• _Maak de opdrachten_
**a.** Noem alle kranten, tijdschriften en tijdschriftnummers die in de tekst over het CDA bij naam worden genoemd.
**b.** Schrijf alstublieft het stuk van "Tussentitel: Stuur ook" tot en met "gevaar brengen?   ..." letterlijk over uit de tekst over het CDA.

• _Tekst_
= = = = = = =

Bronnen bij Het CDA: de eigen visie

17 jan.2005

Een voorbeeld van de verwoording van de visie van het CDA door iemand uit eigen kring:


Uit: De Volkskrant, 15-01-2005, artikel van Thijs Jansen, hoofdredacteur van Christen Democratische Verkenningen. De bijdrage bouwt voort op zijn inleidende artikel uit Kantelingen, het winternummer dat geheel gewijd is aan de hervormingsagenda van het CDA.

Verzoening blijft kern CDA

Tussentitel: Stuur ook een regeringscommissie de wijken in

Dit jaar bestaat het CDA 25 jaar. Thijs Jansen betoogt dat de brede volkspartij moet doen waartoe zij is opgericht: het actief bedrijven van pacificatiepolitiek.

Na 2002 is de positie van het CDA ingrijpend veranderd. Niet alleen kwam de partij na acht jaar oppositie weer aan de macht, maar de partij lijkt ook van karakter veranderd. Lange tijd was het CDA de remmende kracht die probeerde te behouden wat er te behouden viel. Vorig jaar wakkerde ze als regeringspartij op sociaal terrein plotseling een felle polarisatie aan. Hoe kon uitgerekend het CDA het poldermodel in gevaar brengen?   ...

= = = = = = =

• _Materiaal uit dataset_
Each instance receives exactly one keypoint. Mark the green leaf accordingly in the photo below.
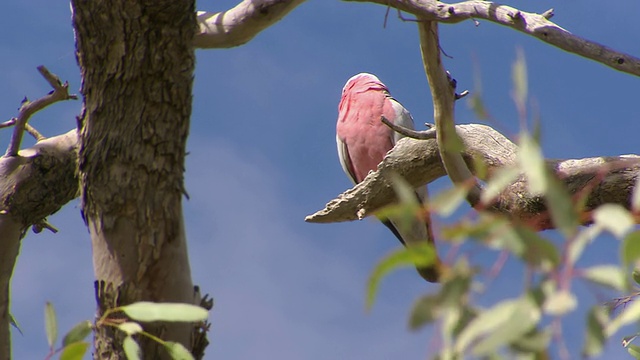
(418, 255)
(50, 324)
(611, 276)
(634, 350)
(595, 337)
(563, 213)
(502, 178)
(74, 351)
(426, 310)
(614, 218)
(577, 245)
(456, 286)
(149, 311)
(629, 315)
(532, 163)
(130, 328)
(524, 318)
(131, 348)
(446, 202)
(77, 333)
(560, 303)
(484, 228)
(519, 77)
(487, 321)
(178, 351)
(630, 248)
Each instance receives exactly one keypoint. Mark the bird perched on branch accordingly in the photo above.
(363, 141)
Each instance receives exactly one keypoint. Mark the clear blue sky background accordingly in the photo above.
(262, 156)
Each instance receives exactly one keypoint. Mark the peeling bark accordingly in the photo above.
(607, 179)
(240, 24)
(137, 63)
(34, 184)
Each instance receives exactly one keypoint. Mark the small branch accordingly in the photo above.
(60, 92)
(30, 129)
(240, 24)
(443, 94)
(35, 133)
(536, 25)
(418, 161)
(422, 135)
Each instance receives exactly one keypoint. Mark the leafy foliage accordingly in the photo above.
(525, 324)
(74, 347)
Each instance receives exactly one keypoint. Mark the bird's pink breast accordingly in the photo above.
(359, 126)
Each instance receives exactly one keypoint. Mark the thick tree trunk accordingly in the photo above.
(137, 63)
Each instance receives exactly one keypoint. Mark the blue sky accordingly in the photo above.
(262, 156)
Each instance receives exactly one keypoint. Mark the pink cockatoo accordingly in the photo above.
(363, 141)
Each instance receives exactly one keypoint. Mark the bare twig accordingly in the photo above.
(418, 162)
(35, 133)
(536, 25)
(240, 24)
(60, 92)
(443, 94)
(423, 135)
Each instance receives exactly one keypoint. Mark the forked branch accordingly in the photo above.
(60, 92)
(608, 179)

= = = = = = =

• _Volledige uitwerkingen_
**a.**
De Volkskrant
Christen Democratische Verkenningen
Kantelingen

**b.**
Tussentitel: Stuur ook een regeringscommissie de wijken in

Dit jaar bestaat het CDA 25 jaar. Thijs Jansen betoogt dat de brede volkspartij moet doen waartoe zij is opgericht: het actief bedrijven van pacificatiepolitiek.

Na 2002 is de positie van het CDA ingrijpend veranderd. Niet alleen kwam de partij na acht jaar oppositie weer aan de macht, maar de partij lijkt ook van karakter veranderd. Lange tijd was het CDA de remmende kracht die probeerde te behouden wat er te behouden viel. Vorig jaar wakkerde ze als regeringspartij op sociaal terrein plotseling een felle polarisatie aan. Hoe kon uitgerekend het CDA het poldermodel in gevaar brengen?   ...